THE PROBLEM |
Can you find every line in the rows below that contains the word "stem" and copy each of those lines?

INPUT FOR THIS TASK |
# # #
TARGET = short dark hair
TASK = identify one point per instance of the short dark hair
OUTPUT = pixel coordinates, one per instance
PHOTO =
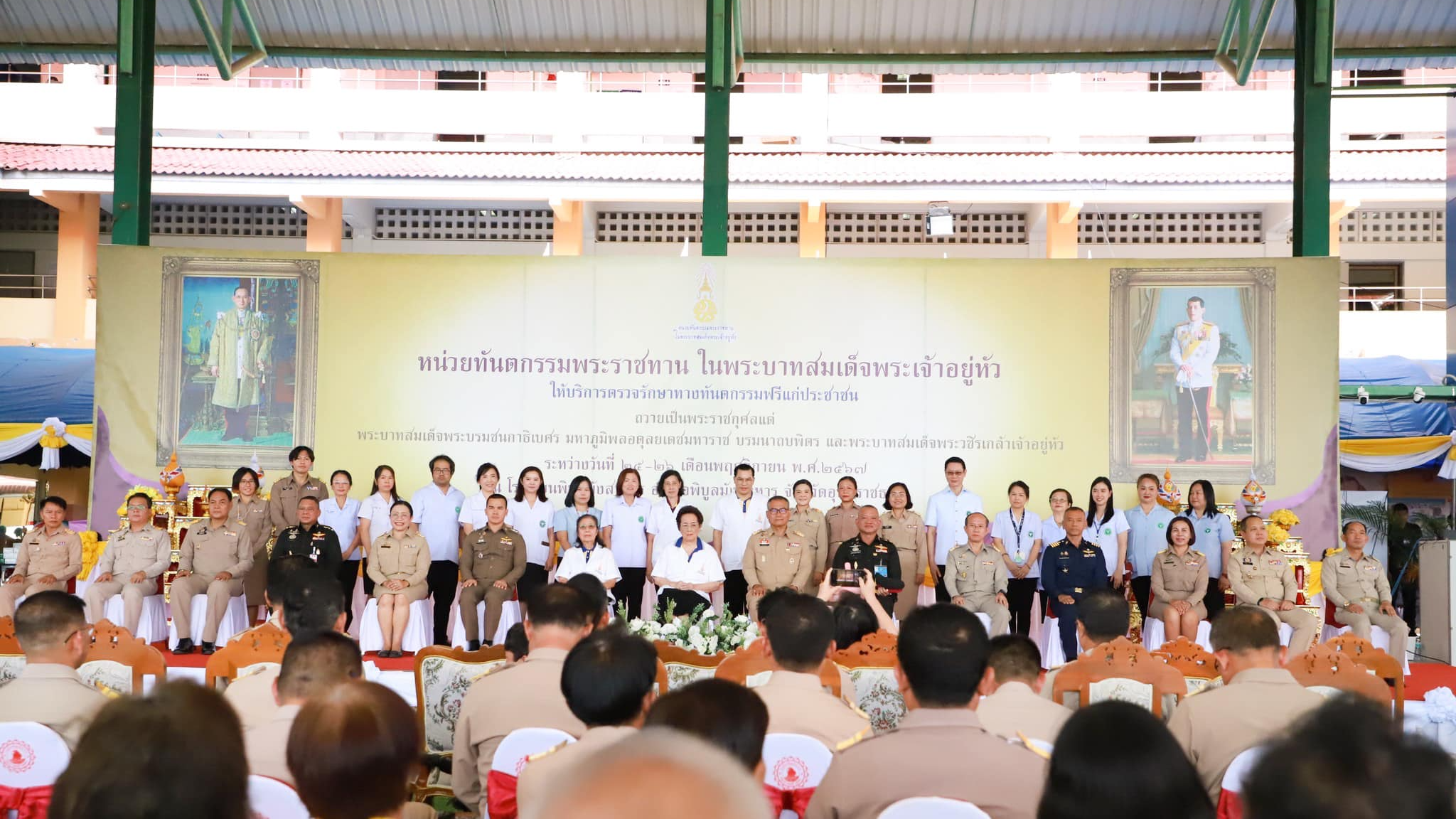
(608, 675)
(943, 652)
(205, 764)
(800, 631)
(1104, 616)
(314, 663)
(1382, 771)
(1098, 742)
(47, 620)
(1014, 658)
(1244, 628)
(353, 749)
(722, 713)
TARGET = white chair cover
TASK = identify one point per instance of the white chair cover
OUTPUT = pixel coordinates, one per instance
(271, 799)
(419, 631)
(233, 621)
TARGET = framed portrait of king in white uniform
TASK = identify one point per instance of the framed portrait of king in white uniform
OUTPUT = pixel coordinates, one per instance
(1193, 382)
(239, 341)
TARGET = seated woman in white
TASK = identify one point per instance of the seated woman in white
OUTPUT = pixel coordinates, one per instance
(687, 572)
(589, 556)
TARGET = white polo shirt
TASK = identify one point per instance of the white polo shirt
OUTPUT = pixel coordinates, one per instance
(948, 512)
(739, 519)
(676, 566)
(437, 515)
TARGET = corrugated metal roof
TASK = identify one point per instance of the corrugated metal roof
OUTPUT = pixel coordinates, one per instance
(1086, 168)
(771, 26)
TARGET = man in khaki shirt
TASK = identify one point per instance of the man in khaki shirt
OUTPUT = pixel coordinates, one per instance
(526, 695)
(1356, 583)
(1264, 577)
(130, 564)
(776, 557)
(608, 681)
(1011, 706)
(216, 556)
(48, 557)
(491, 564)
(798, 637)
(976, 576)
(55, 638)
(1257, 701)
(941, 660)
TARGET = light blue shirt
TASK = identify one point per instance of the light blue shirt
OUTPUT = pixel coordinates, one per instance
(1146, 537)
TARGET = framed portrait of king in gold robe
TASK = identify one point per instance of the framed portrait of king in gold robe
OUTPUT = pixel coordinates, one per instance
(239, 341)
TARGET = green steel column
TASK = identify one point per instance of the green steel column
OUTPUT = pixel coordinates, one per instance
(1314, 57)
(132, 187)
(719, 75)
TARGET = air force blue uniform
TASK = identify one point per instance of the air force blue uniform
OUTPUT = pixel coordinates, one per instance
(1074, 570)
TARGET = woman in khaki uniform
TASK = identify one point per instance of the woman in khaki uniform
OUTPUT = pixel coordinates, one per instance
(906, 531)
(400, 564)
(251, 512)
(1179, 582)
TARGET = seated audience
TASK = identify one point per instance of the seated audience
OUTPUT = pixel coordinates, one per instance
(657, 773)
(1258, 697)
(1010, 705)
(724, 713)
(941, 659)
(354, 751)
(1349, 759)
(798, 637)
(312, 665)
(53, 633)
(608, 681)
(1117, 761)
(171, 754)
(526, 695)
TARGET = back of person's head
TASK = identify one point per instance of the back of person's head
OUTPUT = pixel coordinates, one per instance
(724, 713)
(315, 663)
(609, 677)
(800, 631)
(353, 751)
(1349, 759)
(943, 655)
(312, 602)
(1098, 745)
(47, 620)
(1014, 658)
(657, 773)
(173, 752)
(1104, 616)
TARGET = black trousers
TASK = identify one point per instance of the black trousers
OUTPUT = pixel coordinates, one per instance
(1019, 594)
(736, 592)
(443, 577)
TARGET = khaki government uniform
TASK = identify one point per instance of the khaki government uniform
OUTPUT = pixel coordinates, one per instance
(283, 499)
(1179, 579)
(257, 519)
(979, 577)
(205, 552)
(907, 534)
(798, 705)
(41, 554)
(526, 695)
(486, 559)
(127, 552)
(1270, 574)
(776, 560)
(1221, 723)
(1363, 582)
(55, 697)
(928, 755)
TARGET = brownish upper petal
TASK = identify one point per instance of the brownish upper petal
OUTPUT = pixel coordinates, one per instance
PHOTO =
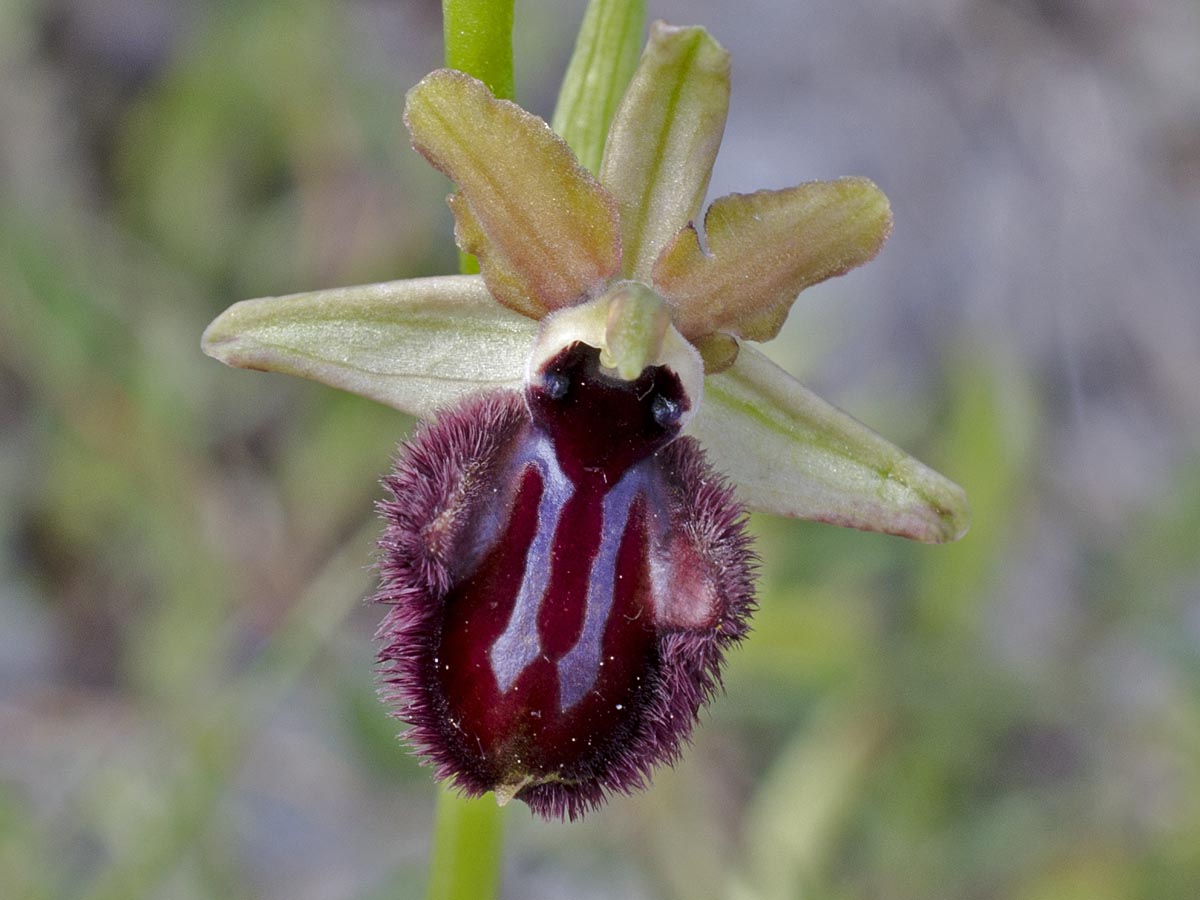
(763, 249)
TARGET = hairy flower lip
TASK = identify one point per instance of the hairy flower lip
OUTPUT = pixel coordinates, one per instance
(443, 478)
(571, 289)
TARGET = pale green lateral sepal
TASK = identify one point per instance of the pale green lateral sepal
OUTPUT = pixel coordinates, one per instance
(414, 345)
(604, 61)
(793, 454)
(544, 231)
(765, 249)
(664, 141)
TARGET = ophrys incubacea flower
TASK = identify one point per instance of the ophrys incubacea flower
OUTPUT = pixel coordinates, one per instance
(564, 568)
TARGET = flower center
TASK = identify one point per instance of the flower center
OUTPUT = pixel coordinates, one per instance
(553, 635)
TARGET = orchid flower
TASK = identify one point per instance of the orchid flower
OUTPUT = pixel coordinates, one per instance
(565, 556)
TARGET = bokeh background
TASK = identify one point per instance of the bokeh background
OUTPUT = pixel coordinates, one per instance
(186, 697)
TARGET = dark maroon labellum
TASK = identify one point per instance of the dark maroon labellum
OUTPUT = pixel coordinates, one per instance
(564, 576)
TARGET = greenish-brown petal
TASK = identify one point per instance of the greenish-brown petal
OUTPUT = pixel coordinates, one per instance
(664, 141)
(763, 249)
(543, 228)
(793, 454)
(413, 345)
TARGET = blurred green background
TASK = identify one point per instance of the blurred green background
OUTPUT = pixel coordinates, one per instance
(186, 697)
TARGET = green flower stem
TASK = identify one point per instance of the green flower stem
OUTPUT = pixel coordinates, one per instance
(603, 64)
(468, 835)
(467, 849)
(479, 41)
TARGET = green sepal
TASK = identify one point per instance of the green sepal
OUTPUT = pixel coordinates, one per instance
(792, 454)
(544, 231)
(664, 141)
(765, 249)
(415, 345)
(604, 61)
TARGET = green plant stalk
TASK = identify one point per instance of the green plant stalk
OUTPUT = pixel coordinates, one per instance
(468, 834)
(468, 844)
(467, 855)
(479, 41)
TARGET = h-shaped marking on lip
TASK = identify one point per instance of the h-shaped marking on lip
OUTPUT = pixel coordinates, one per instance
(580, 666)
(520, 643)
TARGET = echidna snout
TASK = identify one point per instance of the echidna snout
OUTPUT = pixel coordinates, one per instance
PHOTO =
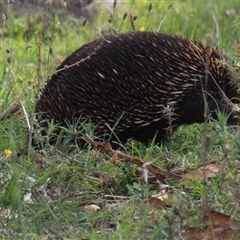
(142, 84)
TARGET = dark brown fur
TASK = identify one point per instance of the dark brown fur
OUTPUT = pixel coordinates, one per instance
(131, 79)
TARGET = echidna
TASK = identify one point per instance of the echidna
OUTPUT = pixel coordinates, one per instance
(128, 82)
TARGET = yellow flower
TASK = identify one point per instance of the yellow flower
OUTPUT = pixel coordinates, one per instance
(8, 153)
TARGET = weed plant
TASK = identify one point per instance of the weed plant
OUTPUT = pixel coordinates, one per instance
(44, 193)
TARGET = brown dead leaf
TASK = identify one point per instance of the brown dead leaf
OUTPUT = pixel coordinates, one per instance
(196, 233)
(202, 173)
(220, 220)
(92, 208)
(155, 202)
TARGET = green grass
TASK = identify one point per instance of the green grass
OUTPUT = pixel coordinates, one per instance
(43, 195)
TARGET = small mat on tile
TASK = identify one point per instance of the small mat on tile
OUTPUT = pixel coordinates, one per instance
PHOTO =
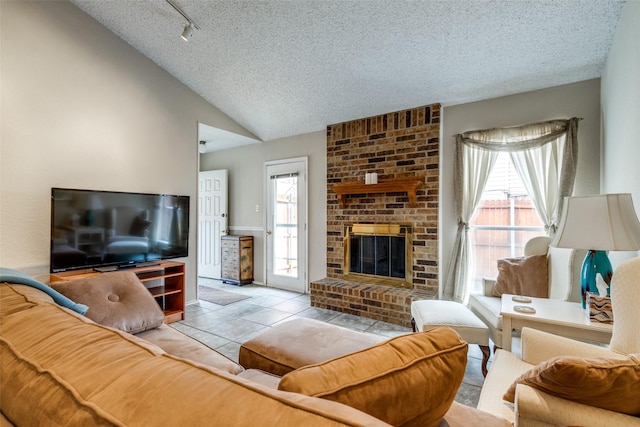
(218, 296)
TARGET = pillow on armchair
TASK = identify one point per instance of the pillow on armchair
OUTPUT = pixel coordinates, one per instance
(606, 383)
(116, 299)
(523, 276)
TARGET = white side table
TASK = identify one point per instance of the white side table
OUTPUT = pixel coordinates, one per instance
(567, 319)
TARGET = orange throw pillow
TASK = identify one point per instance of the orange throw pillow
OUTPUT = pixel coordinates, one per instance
(606, 383)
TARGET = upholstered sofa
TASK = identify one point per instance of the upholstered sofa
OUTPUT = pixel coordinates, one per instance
(60, 367)
(563, 278)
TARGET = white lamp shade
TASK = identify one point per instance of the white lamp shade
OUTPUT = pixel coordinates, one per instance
(606, 222)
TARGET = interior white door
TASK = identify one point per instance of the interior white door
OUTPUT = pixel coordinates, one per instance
(212, 221)
(286, 230)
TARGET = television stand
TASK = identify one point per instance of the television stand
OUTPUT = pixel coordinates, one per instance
(164, 280)
(144, 264)
(106, 269)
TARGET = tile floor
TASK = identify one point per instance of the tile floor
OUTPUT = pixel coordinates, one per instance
(225, 328)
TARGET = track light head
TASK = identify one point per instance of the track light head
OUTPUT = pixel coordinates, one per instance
(188, 32)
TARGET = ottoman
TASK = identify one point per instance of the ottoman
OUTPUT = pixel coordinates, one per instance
(301, 342)
(429, 314)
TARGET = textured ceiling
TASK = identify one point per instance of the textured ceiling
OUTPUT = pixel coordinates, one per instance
(283, 68)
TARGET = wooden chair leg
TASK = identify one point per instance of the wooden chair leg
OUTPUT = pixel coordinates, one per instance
(486, 352)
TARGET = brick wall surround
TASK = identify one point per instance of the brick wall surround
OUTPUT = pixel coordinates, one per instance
(401, 144)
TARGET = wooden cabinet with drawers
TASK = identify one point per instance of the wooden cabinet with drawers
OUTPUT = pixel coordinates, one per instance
(237, 259)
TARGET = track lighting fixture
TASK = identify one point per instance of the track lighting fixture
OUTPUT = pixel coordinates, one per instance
(188, 29)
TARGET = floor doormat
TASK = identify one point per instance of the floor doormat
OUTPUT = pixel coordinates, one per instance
(218, 296)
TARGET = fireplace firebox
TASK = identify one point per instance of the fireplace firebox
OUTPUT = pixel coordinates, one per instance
(378, 253)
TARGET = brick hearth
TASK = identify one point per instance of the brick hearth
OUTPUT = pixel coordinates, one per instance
(396, 145)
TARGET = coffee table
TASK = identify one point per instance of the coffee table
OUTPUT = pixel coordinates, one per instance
(559, 317)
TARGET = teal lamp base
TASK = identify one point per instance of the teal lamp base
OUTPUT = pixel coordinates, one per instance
(595, 262)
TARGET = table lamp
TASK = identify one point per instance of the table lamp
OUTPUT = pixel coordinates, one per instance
(599, 223)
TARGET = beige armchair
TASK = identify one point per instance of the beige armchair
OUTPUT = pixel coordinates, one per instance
(564, 277)
(533, 407)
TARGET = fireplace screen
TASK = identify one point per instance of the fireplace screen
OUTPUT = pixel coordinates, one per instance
(379, 253)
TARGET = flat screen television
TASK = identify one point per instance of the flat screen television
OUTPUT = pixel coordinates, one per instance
(107, 229)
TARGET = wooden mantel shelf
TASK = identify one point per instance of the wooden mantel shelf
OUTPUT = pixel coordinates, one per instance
(408, 186)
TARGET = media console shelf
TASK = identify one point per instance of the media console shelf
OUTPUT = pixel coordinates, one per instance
(164, 280)
(409, 186)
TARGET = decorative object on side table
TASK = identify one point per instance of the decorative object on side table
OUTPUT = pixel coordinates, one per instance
(599, 223)
(599, 308)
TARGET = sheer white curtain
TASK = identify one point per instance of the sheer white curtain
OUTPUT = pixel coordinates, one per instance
(472, 168)
(545, 155)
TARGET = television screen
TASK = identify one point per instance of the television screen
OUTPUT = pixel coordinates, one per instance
(91, 229)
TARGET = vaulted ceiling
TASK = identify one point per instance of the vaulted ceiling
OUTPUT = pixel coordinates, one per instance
(288, 67)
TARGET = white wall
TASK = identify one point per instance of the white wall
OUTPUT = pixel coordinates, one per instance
(620, 92)
(621, 108)
(580, 99)
(82, 109)
(246, 190)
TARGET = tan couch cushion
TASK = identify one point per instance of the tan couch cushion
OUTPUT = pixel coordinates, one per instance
(301, 342)
(523, 276)
(408, 380)
(63, 369)
(606, 383)
(116, 299)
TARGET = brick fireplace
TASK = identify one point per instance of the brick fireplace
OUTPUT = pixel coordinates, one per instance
(401, 147)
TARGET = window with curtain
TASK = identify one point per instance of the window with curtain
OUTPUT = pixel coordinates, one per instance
(544, 156)
(503, 222)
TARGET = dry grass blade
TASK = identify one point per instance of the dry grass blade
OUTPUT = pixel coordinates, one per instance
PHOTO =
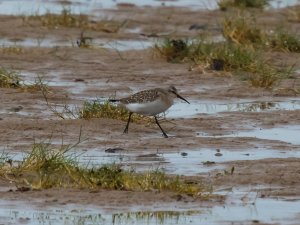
(48, 167)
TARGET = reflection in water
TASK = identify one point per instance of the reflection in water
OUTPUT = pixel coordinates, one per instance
(60, 216)
(148, 217)
(240, 206)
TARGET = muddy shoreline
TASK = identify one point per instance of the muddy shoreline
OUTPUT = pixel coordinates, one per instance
(77, 74)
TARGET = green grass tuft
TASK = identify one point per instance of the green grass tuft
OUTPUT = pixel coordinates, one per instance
(174, 50)
(46, 167)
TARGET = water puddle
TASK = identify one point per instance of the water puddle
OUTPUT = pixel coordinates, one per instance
(119, 45)
(242, 205)
(181, 109)
(33, 7)
(289, 134)
(190, 162)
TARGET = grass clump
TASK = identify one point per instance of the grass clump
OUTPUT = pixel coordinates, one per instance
(45, 167)
(174, 50)
(10, 79)
(242, 31)
(96, 109)
(225, 4)
(285, 41)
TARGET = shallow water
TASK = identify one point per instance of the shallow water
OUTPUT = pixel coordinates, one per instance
(188, 162)
(181, 109)
(236, 210)
(119, 45)
(33, 7)
(289, 134)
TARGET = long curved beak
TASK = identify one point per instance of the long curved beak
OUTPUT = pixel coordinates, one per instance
(178, 96)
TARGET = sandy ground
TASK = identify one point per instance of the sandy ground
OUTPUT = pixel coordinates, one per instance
(101, 73)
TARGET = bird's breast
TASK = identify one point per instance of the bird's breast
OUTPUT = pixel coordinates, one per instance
(149, 108)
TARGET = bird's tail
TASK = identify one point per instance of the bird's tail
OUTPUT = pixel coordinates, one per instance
(113, 100)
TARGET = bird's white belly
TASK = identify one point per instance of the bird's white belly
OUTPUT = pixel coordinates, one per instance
(148, 108)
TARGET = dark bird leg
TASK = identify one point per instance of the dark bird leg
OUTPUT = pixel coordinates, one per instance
(164, 133)
(126, 128)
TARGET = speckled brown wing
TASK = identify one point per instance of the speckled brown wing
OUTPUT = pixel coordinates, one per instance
(141, 97)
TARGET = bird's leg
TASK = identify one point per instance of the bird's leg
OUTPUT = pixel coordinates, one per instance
(127, 125)
(164, 133)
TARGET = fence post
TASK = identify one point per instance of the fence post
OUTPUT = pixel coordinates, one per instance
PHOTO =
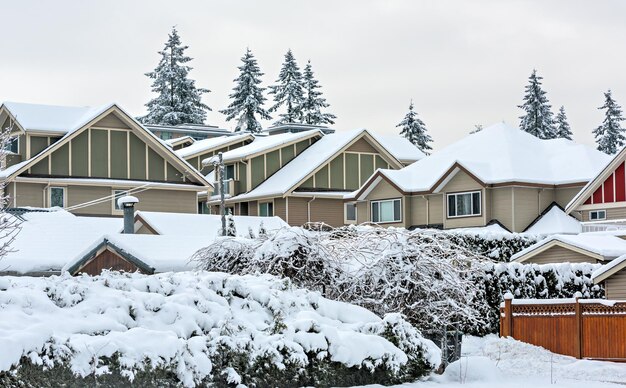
# # #
TASK SOLUTION |
TARGET = green flower stem
TASK = identify one point per instance of the green flower stem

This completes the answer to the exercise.